■ **Task set**:
1) Set out the rows from the line with "Where can you spot the blue" up to and including the line with "column 500, row 387" as a numbered list, leaving out any blank lines.
2) Carry on the text about county water boards and electric cooperatives, picking up after its last sentence.

■ **Extracted text**:
==*==

It may appear from reading HRS 269-1 that county water boards are regulated under this chapter, since a “public utility …includes every person who may own, control, operate, or manage …directly or indirectly for public use … [the] production … [of]  water.”

  However the creation and regulation of county water boards falls under HRS 54. The boards control their systems. 

If a county does not have an existing board of water supply, there shall be a board of water supply.” (§54-12)

The board of water supply shall manage, control, and operate the waterworks of the county and all property thereof, for the purpose of supplying water to the public in the county, and shall collect, receive, expend, and account for all sums of money derived from the operation thereof.” (§54-15)

 “The board of water supply may fix and adjust rates and charges for the furnishing of water and for water service.” (§54-26)

Another issue deals with electric cooperatives whereby the “owners” and the “ratepayers” are largely one and the same. Therefore ratepayers do not have to be protected from exploitative owners.

The Governor’s legislative package in 2013 included a bill that would allow less regulatory oversight for electric cooperatives. Only Rep. McDermott voted against SB 1045 SD1 HD2 which became Act 57 and was codified in as HRS §269-31(b).

“Notwithstanding any provision of this chapter or any franchise, charter, law, decision, order, or rule to the contrary, the public utilities commission, sua sponte or upon the application of an electric cooperative, may waive or exempt an electric cooperative from any or all requirements of this chapter or any applicable franchise, charter, decision, order, rule, or other law upon a determination or demonstration that such requirement or requirements should not be applied to an electric cooperative or are otherwise unjust, unreasonable, or not in the public interest.

==*==

■ **Working data**:
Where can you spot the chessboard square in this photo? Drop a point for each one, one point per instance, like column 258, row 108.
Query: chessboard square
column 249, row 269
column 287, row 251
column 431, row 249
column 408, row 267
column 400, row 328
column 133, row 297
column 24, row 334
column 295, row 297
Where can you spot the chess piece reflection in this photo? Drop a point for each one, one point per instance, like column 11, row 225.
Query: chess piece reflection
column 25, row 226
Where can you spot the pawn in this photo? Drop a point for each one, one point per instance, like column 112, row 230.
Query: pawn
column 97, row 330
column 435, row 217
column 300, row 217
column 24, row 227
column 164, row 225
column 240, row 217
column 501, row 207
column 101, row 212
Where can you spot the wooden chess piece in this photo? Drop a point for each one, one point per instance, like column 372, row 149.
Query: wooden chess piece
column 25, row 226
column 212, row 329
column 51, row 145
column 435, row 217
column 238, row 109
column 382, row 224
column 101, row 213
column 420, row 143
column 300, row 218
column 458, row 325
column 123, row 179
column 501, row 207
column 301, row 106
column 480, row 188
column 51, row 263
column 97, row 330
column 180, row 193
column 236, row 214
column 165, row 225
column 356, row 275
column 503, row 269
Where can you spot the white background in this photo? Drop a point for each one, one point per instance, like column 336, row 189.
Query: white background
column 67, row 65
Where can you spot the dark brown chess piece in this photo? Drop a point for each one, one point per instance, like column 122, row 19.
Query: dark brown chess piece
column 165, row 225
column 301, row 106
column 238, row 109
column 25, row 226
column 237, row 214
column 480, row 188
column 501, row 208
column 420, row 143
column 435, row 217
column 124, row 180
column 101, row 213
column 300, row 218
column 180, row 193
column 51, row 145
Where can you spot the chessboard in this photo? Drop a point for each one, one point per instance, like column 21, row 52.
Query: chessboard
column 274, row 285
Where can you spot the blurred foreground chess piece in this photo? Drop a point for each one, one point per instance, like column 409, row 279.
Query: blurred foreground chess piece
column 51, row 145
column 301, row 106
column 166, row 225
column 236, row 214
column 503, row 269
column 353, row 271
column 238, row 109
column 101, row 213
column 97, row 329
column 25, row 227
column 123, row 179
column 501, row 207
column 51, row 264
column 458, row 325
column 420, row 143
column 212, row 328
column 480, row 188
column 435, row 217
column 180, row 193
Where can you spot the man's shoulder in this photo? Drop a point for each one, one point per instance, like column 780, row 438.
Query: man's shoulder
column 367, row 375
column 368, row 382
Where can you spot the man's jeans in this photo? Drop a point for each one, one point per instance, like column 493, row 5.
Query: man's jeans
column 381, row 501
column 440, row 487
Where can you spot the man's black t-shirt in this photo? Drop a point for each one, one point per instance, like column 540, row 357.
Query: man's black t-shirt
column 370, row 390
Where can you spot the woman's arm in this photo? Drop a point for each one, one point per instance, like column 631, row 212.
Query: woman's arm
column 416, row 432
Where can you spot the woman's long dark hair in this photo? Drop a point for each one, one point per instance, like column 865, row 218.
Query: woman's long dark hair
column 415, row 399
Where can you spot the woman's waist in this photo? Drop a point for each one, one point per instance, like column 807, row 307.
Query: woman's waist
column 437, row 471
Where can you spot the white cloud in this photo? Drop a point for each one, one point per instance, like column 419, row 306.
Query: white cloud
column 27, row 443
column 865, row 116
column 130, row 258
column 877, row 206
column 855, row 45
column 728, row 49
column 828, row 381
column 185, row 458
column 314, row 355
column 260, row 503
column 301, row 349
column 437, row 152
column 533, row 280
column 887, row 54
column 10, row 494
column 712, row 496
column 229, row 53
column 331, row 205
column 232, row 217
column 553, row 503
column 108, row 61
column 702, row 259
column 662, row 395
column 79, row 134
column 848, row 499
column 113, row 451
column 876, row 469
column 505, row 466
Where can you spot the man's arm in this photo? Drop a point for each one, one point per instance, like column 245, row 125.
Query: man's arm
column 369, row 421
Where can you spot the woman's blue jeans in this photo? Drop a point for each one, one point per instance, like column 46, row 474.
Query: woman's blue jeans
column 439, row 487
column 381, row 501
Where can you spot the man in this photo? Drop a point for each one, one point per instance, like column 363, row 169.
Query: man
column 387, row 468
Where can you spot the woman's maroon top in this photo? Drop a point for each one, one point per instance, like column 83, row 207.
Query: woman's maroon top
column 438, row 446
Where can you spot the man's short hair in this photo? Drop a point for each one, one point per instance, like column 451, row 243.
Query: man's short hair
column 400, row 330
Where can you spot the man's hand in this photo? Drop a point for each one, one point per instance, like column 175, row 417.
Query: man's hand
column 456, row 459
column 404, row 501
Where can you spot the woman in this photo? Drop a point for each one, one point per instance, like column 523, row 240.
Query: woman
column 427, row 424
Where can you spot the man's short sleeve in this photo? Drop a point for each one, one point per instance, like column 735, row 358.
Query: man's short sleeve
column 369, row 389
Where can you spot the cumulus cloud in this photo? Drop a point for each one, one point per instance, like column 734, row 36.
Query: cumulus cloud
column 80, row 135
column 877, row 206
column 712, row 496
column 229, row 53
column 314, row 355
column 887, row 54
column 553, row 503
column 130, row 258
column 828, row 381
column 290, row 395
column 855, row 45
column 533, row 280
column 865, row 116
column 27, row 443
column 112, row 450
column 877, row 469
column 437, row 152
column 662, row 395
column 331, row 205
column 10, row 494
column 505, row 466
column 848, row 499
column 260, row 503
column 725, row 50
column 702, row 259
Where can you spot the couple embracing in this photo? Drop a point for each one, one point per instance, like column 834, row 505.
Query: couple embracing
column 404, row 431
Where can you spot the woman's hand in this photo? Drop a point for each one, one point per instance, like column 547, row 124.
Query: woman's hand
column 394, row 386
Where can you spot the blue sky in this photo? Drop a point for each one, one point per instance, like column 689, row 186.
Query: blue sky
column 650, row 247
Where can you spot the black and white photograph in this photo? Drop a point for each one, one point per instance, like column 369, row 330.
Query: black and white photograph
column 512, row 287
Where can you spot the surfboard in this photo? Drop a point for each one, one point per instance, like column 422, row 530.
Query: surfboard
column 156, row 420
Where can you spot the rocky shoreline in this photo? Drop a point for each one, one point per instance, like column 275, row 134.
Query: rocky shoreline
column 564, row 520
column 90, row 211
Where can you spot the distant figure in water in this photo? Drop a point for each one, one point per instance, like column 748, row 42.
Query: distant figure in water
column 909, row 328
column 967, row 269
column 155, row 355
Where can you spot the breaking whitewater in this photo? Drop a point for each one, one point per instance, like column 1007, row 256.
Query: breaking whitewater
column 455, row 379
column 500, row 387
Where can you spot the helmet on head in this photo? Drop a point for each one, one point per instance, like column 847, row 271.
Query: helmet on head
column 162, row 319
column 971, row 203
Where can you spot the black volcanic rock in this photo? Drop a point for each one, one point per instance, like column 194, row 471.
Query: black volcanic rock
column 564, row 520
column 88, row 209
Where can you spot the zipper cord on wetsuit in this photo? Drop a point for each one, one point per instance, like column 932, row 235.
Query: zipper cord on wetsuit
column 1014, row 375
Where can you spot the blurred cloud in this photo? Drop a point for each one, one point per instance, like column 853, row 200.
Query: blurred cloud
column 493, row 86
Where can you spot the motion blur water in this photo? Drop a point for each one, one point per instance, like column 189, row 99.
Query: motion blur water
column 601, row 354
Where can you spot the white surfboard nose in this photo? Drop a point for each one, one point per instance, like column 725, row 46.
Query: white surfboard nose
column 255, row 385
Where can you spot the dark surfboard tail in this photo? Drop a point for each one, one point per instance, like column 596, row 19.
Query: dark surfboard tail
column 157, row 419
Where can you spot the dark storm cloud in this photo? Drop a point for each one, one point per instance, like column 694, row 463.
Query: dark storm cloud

==*==

■ **Final answers**:
1)
1. Where can you spot the blue sky in this photo? Drop a point for each one, one point per instance, like column 689, row 186.
2. Query: blue sky
3. column 650, row 247
4. Where can you spot the black and white photograph in this photo? Drop a point for each one, one point per instance, like column 369, row 330.
5. Query: black and white photograph
6. column 512, row 287
7. Where can you spot the surfboard in this photo? Drop a point for each one, one point per instance, like column 422, row 530.
8. Query: surfboard
9. column 156, row 420
10. Where can you spot the rocky shoreline in this photo? Drop a point for each one, one point per instance, like column 275, row 134.
11. Query: rocky shoreline
12. column 564, row 520
13. column 90, row 211
14. Where can you spot the distant figure in water in this photo? Drop a point for each one, one point per instance, like column 748, row 42.
15. Query: distant figure in water
16. column 909, row 328
17. column 967, row 269
18. column 155, row 355
19. Where can you spot the breaking whitewater in this photo? Drop a point for each one, one point per instance, like column 1007, row 256.
20. Query: breaking whitewater
21. column 455, row 379
22. column 500, row 387

2)
Notwithstanding the above, the public utilities commission and the consumer advocate shall at all times consider the ownership structure and interests of an electric cooperative in determining the scope and need for any regulatory oversight or requirements over such electric cooperative.” 

In practice, both before and after Act 57 was passed, the Public Utilities Commission has been less involved in regulating the Kauai Island Utility Cooperative (KIUC) than in regulating HECO, MECO and HELCO.

In all likelihood the hierarchy of regulation by the Public Utilities Commission would be most intense for privately-owned/shareholder-owned utilities (HECO, MECO and HELCO), less regulation for county-owned utilities, and still less regulation for co-ops. 

That still leaves unanswered questions for regional entities which seek to take away part of or replace part of a utility, such as Parker Ranch’s Paniolo Power, the Hawai`i Island Energy Cooperative and perhaps Kulolo.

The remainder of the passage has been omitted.